Work to complete ▸
Revise the tribute to Patricia Bosworth by restating it from "The actress turned" to "Marilyn (see here.)" and replacing "article" with "essay".

Document passage ▸

From Stage to Page: Patricia Bosworth 1933-2020

The actress turned author Patricia Bosworth, who met Marilyn at the Actors Studio, has died aged 86 from complications of coronavirus, according to the Hollywood Reporter. Bosworth starred with Audrey Hepburn in The Nun’s Story (1959), and later published critically acclaimed, yet controversial biographies of Montgomery Clift, Marĺon Brando and others. She appeared in documentaries such as Marilyn Monroe: Still Life (2005) and Love, Marilyn (2012), and wrote ‘The Mentor and the Movie Star,’ an article about Marilyn and the Strasbergs, for Vanity Fair in 2003. Her final book, The Men in My Life: Love and Art in 1950s Manhattan, also featured memories of Marilyn (see here.)

“At a party for new members, as Bosworth later wrote, she witnessed ‘a barefoot Marilyn Monroe, in a skintight black dress, undulating across the floor opposite Paul Newman.’ At the end of the evening, director Lee Strasberg offered her a ride home in his car. Bosworth slid in to find Monroe in the back, dreamily smoking a cigarette. ‘From outside came a voice,’ she later wrote. ‘”Hey Lee, going my way?” And Harry Belafonte hopped in beside me.’ The group fell silent as the ride got underway, each star daunted by the others. Finally Bosworth commented on Monroe’s gigantic pearls. ‘Yeah, the emperor gave them to me,’ Monroe said, offhandedly. She meant Emperor Hirohito of Japan, who had presented them to her at Monroe and Joe Dimaggio’s private wedding ceremony.”

Supplied material ▸
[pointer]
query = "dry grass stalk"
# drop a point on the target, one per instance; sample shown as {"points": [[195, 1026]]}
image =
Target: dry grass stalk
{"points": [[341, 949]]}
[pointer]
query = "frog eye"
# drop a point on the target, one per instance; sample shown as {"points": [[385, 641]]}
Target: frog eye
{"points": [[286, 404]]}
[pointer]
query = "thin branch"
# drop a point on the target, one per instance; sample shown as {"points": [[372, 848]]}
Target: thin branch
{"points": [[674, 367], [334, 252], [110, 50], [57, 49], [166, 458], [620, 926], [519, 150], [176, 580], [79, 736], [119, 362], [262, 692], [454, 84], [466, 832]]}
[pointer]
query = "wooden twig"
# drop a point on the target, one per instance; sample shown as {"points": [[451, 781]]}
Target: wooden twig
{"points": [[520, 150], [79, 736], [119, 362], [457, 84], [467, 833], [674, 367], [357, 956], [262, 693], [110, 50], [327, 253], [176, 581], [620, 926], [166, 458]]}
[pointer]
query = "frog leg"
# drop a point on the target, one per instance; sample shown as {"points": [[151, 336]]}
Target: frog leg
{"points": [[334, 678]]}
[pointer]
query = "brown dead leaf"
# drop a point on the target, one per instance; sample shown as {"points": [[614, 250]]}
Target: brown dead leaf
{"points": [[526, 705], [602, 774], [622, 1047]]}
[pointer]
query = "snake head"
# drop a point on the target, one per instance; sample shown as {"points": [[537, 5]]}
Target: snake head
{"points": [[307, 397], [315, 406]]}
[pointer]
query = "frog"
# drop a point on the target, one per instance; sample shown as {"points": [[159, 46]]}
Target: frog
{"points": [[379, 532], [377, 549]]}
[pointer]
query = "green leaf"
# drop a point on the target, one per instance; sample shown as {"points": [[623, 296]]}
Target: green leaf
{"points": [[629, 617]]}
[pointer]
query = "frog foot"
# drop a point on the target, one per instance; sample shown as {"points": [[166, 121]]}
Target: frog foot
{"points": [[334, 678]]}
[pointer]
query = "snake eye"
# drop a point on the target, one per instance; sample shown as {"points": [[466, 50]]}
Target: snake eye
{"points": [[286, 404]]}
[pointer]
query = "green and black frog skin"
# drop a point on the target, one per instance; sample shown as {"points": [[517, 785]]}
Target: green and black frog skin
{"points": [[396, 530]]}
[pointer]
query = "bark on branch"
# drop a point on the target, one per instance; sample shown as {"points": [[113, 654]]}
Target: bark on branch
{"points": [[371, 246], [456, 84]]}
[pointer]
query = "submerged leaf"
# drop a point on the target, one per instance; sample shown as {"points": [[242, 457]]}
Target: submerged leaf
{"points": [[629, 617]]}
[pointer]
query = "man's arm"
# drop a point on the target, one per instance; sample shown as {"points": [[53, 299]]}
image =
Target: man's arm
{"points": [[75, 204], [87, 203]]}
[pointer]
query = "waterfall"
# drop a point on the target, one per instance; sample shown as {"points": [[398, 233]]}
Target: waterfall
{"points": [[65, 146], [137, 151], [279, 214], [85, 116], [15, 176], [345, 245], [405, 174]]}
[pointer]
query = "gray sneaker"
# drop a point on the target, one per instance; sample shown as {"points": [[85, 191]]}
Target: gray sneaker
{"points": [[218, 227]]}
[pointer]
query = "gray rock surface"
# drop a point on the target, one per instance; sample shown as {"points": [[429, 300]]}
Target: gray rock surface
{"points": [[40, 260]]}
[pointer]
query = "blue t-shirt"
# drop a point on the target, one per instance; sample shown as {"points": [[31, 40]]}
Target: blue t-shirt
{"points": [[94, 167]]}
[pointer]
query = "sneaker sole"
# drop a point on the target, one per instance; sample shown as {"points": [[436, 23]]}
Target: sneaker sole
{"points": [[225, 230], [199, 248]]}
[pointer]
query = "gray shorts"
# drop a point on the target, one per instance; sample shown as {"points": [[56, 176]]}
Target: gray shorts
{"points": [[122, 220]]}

Final answer ▸
The actress turned author Patricia Bosworth, who met Marilyn at the Actors Studio, has died aged 86 from complications of coronavirus, according to the Hollywood Reporter. Bosworth starred with Audrey Hepburn in The Nun’s Story (1959), and later published critically acclaimed, yet controversial biographies of Montgomery Clift, Marĺon Brando and others. She appeared in documentaries such as Marilyn Monroe: Still Life (2005) and Love, Marilyn (2012), and wrote ‘The Mentor and the Movie Star,’ an essay about Marilyn and the Strasbergs, for Vanity Fair in 2003. Her final book, The Men in My Life: Love and Art in 1950s Manhattan, also featured memories of Marilyn (see here.)